** Opening Records supplied block **

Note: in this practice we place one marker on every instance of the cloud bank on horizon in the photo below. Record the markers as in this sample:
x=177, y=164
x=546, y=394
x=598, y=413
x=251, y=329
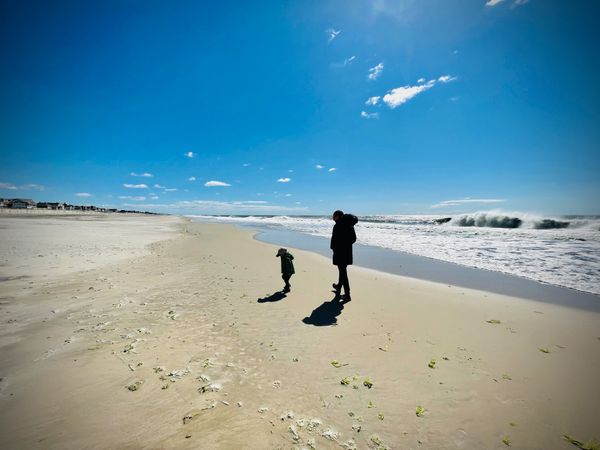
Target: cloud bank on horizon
x=381, y=107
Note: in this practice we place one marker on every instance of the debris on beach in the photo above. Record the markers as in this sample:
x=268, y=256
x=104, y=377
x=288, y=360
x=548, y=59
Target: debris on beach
x=593, y=444
x=212, y=387
x=330, y=434
x=135, y=386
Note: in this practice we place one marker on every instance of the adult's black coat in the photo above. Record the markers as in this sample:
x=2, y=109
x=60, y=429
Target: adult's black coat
x=342, y=238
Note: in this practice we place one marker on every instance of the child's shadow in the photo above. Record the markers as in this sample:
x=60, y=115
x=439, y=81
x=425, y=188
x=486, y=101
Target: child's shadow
x=279, y=295
x=326, y=314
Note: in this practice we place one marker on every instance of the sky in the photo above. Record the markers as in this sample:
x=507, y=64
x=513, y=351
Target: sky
x=277, y=107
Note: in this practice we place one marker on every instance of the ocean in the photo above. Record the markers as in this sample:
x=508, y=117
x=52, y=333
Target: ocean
x=561, y=250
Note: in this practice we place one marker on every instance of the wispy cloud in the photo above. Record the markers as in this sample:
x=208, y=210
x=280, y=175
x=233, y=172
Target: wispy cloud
x=374, y=72
x=215, y=183
x=401, y=95
x=446, y=79
x=145, y=174
x=332, y=34
x=468, y=200
x=210, y=207
x=367, y=115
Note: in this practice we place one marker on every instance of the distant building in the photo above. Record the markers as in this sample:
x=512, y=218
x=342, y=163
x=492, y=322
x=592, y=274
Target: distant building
x=21, y=203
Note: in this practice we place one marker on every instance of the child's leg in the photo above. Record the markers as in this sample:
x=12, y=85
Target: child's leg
x=286, y=278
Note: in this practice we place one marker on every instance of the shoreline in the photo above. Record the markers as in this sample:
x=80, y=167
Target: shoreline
x=188, y=343
x=429, y=269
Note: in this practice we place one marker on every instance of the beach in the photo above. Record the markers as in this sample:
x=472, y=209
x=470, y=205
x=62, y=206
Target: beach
x=155, y=332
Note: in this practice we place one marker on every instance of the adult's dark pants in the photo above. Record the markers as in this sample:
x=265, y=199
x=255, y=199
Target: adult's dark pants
x=343, y=279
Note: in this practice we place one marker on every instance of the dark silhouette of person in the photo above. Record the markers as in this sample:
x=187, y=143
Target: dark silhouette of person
x=342, y=238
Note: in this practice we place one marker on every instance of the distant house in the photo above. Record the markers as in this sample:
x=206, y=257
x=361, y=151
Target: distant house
x=21, y=203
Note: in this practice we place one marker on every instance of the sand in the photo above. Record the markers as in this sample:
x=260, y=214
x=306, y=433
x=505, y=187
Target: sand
x=185, y=343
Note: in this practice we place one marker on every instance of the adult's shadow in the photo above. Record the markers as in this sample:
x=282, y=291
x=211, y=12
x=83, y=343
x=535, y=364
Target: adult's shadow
x=326, y=314
x=279, y=295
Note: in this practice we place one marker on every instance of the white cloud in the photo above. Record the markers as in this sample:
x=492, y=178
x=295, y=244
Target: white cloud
x=209, y=207
x=374, y=72
x=332, y=34
x=145, y=174
x=349, y=60
x=401, y=95
x=216, y=184
x=367, y=115
x=446, y=79
x=467, y=200
x=129, y=197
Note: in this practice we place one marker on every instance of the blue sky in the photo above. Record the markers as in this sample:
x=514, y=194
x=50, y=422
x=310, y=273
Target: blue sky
x=303, y=107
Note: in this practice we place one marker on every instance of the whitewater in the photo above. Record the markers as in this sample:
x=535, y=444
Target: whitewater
x=562, y=251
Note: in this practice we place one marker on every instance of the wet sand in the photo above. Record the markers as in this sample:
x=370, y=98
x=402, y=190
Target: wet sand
x=187, y=344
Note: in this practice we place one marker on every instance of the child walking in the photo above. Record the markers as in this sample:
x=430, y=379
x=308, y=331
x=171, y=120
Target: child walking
x=287, y=267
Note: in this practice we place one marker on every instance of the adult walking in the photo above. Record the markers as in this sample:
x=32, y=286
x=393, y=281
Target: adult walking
x=342, y=238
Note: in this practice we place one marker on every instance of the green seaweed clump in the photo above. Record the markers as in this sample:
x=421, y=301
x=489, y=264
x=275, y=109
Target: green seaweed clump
x=594, y=444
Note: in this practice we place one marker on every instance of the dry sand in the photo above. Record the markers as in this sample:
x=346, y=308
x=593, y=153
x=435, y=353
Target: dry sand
x=215, y=361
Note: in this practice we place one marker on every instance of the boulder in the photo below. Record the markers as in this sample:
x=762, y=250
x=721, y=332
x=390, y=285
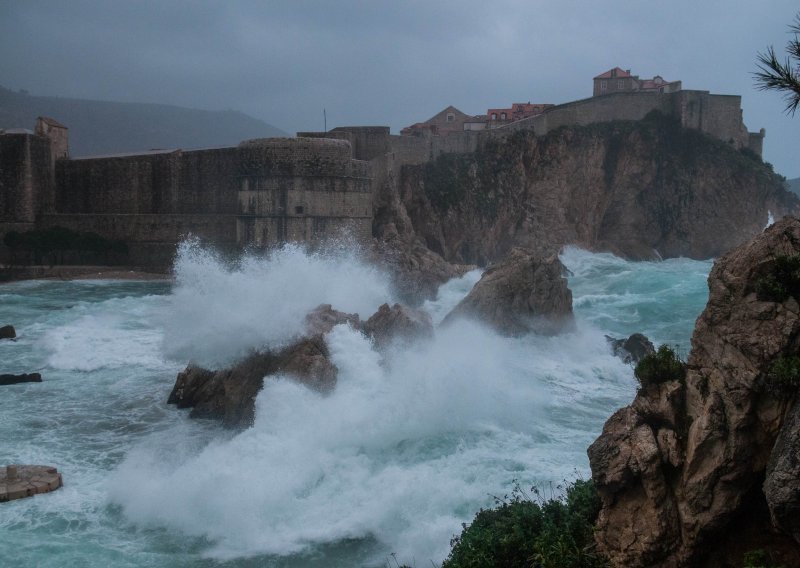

** Closing Records supplied block **

Problem to solve - Output the lines of the records above exactly as they appear, from the line containing "x=472, y=209" through the line containing "of the sand".

Written solution -
x=472, y=209
x=470, y=205
x=62, y=206
Target: beach
x=155, y=332
Note: in this practice we place one marker on every instance of the adult's dark pants in the photo above. Record the markers as in this sample:
x=265, y=199
x=255, y=199
Target: adult's dark pants
x=343, y=279
Note: in this practice we place one marker on every instance of the dark silhouette of person in the photo above. Record the markers as in this sample:
x=187, y=143
Target: dark silhouette of person
x=342, y=238
Note: in this practice we place one marker on every instance of the distant house in the photo above. Record the markers as in this sample:
x=206, y=257
x=361, y=151
Target: distant house
x=21, y=203
Note: in this practice we place one marker on every instance of the sand in the photo above. Record the markers as in this sample:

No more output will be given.